- _EXERCISE BRIEF_
In the copy, include every record below exactly as it appears, but no pictures.

━━━━━━━━━━━━━━━━━━━━

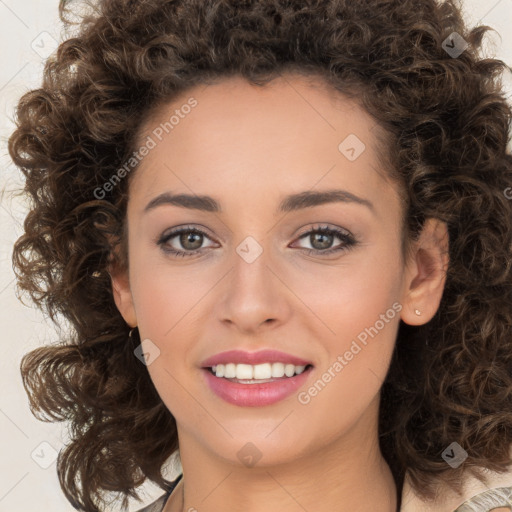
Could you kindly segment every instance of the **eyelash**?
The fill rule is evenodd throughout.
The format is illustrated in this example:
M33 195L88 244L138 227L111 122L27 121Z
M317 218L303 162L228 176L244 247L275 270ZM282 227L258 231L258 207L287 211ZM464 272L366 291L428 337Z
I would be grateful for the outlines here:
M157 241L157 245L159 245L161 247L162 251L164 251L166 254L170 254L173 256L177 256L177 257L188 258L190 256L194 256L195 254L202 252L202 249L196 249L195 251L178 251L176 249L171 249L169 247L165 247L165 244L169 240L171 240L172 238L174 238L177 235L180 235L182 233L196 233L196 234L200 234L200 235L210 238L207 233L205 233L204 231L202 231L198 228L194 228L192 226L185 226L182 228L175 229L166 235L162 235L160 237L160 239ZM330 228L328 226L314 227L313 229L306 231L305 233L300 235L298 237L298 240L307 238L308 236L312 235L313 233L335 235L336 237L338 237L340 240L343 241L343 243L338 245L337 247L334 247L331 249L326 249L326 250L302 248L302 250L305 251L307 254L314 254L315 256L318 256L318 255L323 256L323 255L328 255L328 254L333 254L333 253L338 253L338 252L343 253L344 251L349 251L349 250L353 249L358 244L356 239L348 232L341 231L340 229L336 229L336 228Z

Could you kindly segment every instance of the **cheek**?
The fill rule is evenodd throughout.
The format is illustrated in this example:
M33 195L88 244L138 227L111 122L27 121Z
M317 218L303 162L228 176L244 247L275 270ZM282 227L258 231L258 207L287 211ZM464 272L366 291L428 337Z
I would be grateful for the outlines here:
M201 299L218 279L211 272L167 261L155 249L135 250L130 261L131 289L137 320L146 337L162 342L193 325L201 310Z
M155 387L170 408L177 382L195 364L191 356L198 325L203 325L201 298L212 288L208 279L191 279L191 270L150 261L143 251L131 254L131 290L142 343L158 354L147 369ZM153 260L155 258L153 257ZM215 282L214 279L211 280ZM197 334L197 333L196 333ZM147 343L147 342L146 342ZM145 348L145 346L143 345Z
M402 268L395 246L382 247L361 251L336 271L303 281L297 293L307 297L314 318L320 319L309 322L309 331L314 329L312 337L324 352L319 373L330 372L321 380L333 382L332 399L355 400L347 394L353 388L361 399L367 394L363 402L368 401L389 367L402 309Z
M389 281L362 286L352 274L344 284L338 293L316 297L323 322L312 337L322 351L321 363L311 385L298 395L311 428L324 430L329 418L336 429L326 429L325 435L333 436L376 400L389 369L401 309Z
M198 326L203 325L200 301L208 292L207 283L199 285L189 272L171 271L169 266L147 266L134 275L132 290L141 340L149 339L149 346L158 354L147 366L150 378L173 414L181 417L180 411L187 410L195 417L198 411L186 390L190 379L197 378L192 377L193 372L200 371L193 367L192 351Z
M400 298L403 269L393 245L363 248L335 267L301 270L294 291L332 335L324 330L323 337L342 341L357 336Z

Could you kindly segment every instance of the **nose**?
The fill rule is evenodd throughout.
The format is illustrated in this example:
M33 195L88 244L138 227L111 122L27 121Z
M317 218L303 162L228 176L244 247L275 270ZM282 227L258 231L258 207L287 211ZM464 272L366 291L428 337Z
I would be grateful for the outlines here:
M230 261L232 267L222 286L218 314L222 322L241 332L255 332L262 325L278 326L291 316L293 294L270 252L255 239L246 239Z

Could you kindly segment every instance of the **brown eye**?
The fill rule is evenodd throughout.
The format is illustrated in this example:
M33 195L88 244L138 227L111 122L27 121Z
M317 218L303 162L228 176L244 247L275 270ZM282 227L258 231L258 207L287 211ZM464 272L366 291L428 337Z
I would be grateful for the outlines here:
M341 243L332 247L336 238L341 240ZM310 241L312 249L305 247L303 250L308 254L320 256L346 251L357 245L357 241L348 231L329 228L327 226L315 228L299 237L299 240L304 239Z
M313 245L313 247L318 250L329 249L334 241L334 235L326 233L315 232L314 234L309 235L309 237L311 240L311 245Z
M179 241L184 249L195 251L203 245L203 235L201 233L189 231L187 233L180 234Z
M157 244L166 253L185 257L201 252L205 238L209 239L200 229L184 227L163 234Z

━━━━━━━━━━━━━━━━━━━━

- _YOUR SOLUTION_
Could you kindly segment every instance of the **eyelash**?
The fill rule is evenodd throughout.
The format is illustrated in this example:
M33 195L88 244L138 227L111 122L27 121Z
M317 218L303 162L228 176L244 247L275 270ZM282 227L258 231L258 207L287 211ZM464 272L366 291L428 337Z
I would be grateful for the outlines here:
M157 241L157 245L159 245L161 247L162 251L164 251L166 254L170 254L173 256L177 256L177 257L188 258L190 256L194 256L195 254L202 252L202 249L196 249L195 251L178 251L176 249L171 249L169 247L165 247L165 244L169 240L171 240L172 238L174 238L177 235L180 235L182 233L196 233L196 234L200 234L200 235L210 238L207 233L205 233L204 231L202 231L198 228L194 228L192 226L185 226L182 228L175 229L166 235L162 235L160 237L160 239ZM330 228L328 226L314 227L313 229L306 231L305 233L300 235L298 237L298 240L307 238L308 236L312 235L313 233L335 235L336 237L338 237L340 240L343 241L343 243L338 245L337 247L334 247L331 249L326 249L326 250L302 248L302 250L305 251L307 254L314 254L315 256L318 256L318 255L323 256L323 255L328 255L328 254L333 254L333 253L338 253L338 252L343 253L344 251L349 251L349 250L353 249L358 244L356 239L348 232L341 231L340 229L336 229L336 228Z

Could you kindly segment every instance of the **cheek**?
The fill rule is evenodd throughout.
The format is illustrated in this example:
M33 195L88 244L138 227L111 122L27 121Z
M317 218L303 162L228 176L244 247L275 270ZM282 227L258 231L258 207L287 211ZM464 272L366 291L428 337Z
I would be grateful for the outlines here:
M201 299L218 279L211 272L167 261L155 249L135 250L130 261L131 289L137 320L146 337L162 342L193 325L201 310Z
M155 387L170 408L177 382L195 364L191 356L198 325L203 325L201 298L212 288L208 279L191 279L191 270L150 261L143 251L131 254L131 290L142 343L158 354L147 369ZM153 260L155 258L153 257ZM215 282L214 279L211 280ZM197 334L197 333L196 333ZM147 343L147 342L146 342ZM145 348L145 346L143 345Z
M402 268L395 246L382 247L361 251L336 271L303 281L297 293L307 297L314 318L320 319L309 322L309 331L314 329L312 337L324 352L319 373L330 372L321 380L333 382L332 399L355 400L347 394L353 388L361 399L367 394L363 402L368 401L389 367L402 309Z
M389 281L362 286L352 274L344 284L338 293L316 297L323 322L312 337L322 351L321 363L311 385L298 395L311 428L324 430L329 418L336 429L326 429L325 435L333 436L376 400L389 369L401 309Z
M198 326L203 325L200 301L208 292L207 283L199 285L189 272L171 271L169 266L147 266L134 275L132 290L141 340L149 339L149 346L158 354L147 366L150 378L173 414L181 417L180 411L187 410L195 417L198 411L186 390L190 379L197 378L192 377L193 372L200 371L193 367L192 351Z
M400 298L403 269L393 245L363 248L335 267L301 270L294 291L332 335L324 330L323 337L342 341L357 336Z

Could you kindly segment every instance of the **nose**?
The fill rule is evenodd throughout.
The format is illustrated in this example:
M33 195L88 244L138 227L111 122L27 121Z
M317 218L303 162L228 176L244 247L275 270ZM282 227L258 231L258 207L287 211ZM464 272L366 291L428 337Z
I would be grateful for the outlines here:
M230 261L232 267L222 286L218 314L222 322L241 332L255 332L262 325L278 326L291 316L293 294L270 252L255 239L246 239Z

Could you kindly segment every instance of the **brown eye**?
The fill rule is evenodd throughout.
The format is illustrated in this example:
M33 195L88 244L138 227L111 122L27 121Z
M317 218L303 162L228 176L244 247L275 270ZM282 227L258 231L258 207L287 211ZM464 272L366 291L428 337Z
I would be grateful for the outlines here:
M341 243L332 247L336 238L341 240ZM310 241L312 249L305 247L303 250L308 254L320 256L346 251L357 245L357 241L348 231L329 228L327 226L315 228L299 237L299 240L304 239Z
M313 245L313 247L318 250L329 249L334 241L334 235L326 233L315 232L314 234L309 235L309 237L311 240L311 245Z
M179 241L184 249L195 251L203 245L203 235L201 233L189 231L187 233L180 234Z
M157 244L166 253L185 257L201 252L205 238L209 239L200 229L184 227L163 234Z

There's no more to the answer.